Stated problem:
Reproduce all of the items below word for word, leaving out any pictures.

Data listing:

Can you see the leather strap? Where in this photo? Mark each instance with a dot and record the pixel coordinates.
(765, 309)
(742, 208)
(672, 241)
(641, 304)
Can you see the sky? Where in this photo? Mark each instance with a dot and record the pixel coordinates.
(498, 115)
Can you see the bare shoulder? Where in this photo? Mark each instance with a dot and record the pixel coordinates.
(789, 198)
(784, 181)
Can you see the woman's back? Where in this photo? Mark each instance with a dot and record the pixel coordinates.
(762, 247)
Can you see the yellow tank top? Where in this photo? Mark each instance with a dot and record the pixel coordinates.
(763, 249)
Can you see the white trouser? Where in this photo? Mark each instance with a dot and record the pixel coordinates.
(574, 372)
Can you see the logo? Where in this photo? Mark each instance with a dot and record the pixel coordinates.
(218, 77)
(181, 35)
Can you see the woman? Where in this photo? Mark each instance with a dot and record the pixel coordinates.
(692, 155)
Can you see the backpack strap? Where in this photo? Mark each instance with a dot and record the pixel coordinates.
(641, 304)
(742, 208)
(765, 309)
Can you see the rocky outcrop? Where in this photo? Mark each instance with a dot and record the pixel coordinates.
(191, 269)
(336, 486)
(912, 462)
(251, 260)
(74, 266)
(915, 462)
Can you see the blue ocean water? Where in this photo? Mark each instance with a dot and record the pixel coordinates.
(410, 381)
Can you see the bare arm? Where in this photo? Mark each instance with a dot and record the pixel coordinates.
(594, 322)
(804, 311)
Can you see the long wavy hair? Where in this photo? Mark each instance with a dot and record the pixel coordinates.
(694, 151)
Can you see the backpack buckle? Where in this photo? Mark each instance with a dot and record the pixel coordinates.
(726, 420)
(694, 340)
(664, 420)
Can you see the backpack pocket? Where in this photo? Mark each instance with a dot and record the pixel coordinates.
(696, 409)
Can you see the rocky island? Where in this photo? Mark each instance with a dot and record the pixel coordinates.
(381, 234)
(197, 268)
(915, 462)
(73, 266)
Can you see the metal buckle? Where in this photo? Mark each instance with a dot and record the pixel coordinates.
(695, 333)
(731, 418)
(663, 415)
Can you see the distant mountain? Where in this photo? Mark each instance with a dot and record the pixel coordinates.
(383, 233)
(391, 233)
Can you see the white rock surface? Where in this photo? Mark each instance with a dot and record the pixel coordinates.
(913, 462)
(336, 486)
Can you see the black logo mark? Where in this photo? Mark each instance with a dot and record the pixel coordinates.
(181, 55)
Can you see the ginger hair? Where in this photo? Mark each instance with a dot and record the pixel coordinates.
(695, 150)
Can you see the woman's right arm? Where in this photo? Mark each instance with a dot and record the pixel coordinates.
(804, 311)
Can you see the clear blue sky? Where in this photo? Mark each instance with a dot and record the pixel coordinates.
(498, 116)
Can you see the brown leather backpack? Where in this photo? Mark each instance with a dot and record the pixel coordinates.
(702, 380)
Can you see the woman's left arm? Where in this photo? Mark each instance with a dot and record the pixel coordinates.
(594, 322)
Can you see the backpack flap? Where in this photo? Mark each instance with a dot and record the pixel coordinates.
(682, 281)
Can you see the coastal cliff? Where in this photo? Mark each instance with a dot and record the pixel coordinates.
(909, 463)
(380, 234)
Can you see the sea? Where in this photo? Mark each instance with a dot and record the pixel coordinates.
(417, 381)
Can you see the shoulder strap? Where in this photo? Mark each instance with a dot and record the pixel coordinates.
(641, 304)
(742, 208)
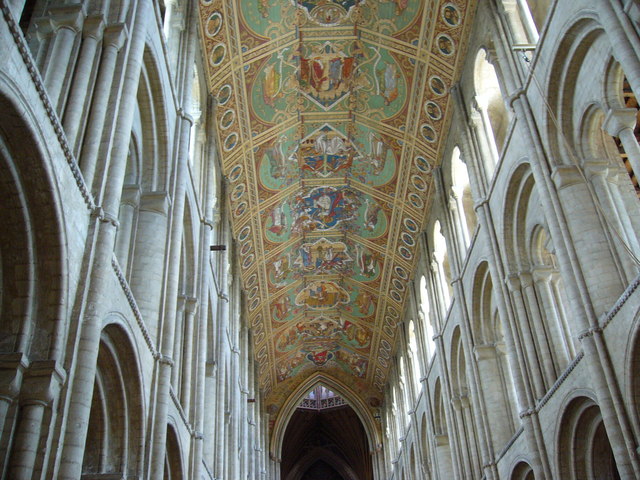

Completed task:
Can you see the leather strap? Where in this photo? Mark each instance with a dot and record the pixel coordinates.
(765, 309)
(742, 208)
(672, 241)
(641, 304)
Can you see the sky? Where in this photo? Mark each instance with a dot and record the pixel coordinates.
(498, 115)
Can you see the bare shoulder? Where in this photo? Mark each instance with a dot and record the pixel coordinates.
(789, 198)
(784, 181)
Can you see the woman's back? Where in this photo? Mark each instance with a dot and record the pixel coordinates.
(762, 247)
Can you see the yellow tank top? Where in this photo? Mark each instance with a dot and record the pixel coordinates.
(763, 249)
Can you see the white trouser? Where in this photo? Mark each instance with a dot and record the pixel coordinates.
(574, 372)
Can you see the logo? Where in this photo? Mark each instance with a dot and record the pixel coordinates.
(218, 77)
(181, 35)
Can you see the woman? Where in this photo? Mark each instance with a dot and record the pixel coordinates.
(692, 155)
Can you see the backpack strap? Where in this photo? Mark each instance with a dot and record the pixel coordinates.
(641, 304)
(742, 208)
(765, 309)
Can you see the rocky outcrop? Where in this photo? Mark each instance with a dot and record the pixel coordinates.
(191, 269)
(336, 486)
(912, 462)
(251, 260)
(74, 266)
(915, 462)
Can you see the blue ocean water? Where in this photo? Mark each instance with a dot and record the pixel coordinates.
(410, 381)
Can you see the bare arm? Where in this photo? Mark each instance with a dot and record the pixel coordinates.
(594, 322)
(804, 311)
Can you see the long wavy hair? Where in this photo? Mark each instance with a dot and record the pixel coordinates.
(694, 151)
Can you see the backpack buckle? Where in this photo? Mark each instance with a dot and record the pixel coordinates.
(726, 420)
(694, 340)
(664, 420)
Can you see the backpack pocket? Where in this photo? Mark each instance with a dot and record the pixel coordinates.
(696, 409)
Can you see the rocky island? Where in this photo? Mark each instance with a dot and record the pixel coordinates.
(381, 234)
(197, 268)
(915, 462)
(73, 266)
Can you see the metal buckle? Where in this photo? Mark each instance with a dot and record the pixel coordinates.
(695, 333)
(731, 418)
(663, 415)
Can you see the distant mountain? Where in this photo? Mark each instance with a dot and record the pixel coordinates.
(383, 233)
(391, 233)
Can you see the white rock surface? Where in this photo? Mark each instance with a dot and record the pixel coordinates.
(913, 462)
(336, 486)
Can you see the black logo mark? Where in this photo? Mark each instance with a dot and record the pixel coordinates.
(181, 55)
Can you see the ginger hair? Where in this photo? Mark each instance with a dot and record the pixel coordinates.
(695, 150)
Can you see the woman's right arm? Where in this photo? Mark each instance with a dot and record the pixel coordinates.
(804, 311)
Can you see the clear blue sky? Where in this photo? Mark each instance with a dot and record the pixel coordinates.
(498, 116)
Can you see the brown leather backpack? Where in this photo? Mark each instance with a dot and record the pixel coordinates.
(702, 380)
Can you see the woman's left arm? Where in this photo? Mark each instance with a dot and record the pixel coordinates.
(594, 322)
Can you see the backpack flap? Where in this photo? Mark each instance with a dot and record the pixel coordinates.
(682, 281)
Can you see the coastal cliff? Where in this photo? Mark each instance with a dot and record the pixel coordinates.
(909, 463)
(380, 234)
Can you see the sea? Where in this photo? Mark each instance with a dot and record the pixel coordinates.
(417, 381)
Can you see the shoulder strap? Where in this photo? Mark each instance with a dot and record the pixel coordinates.
(641, 304)
(742, 208)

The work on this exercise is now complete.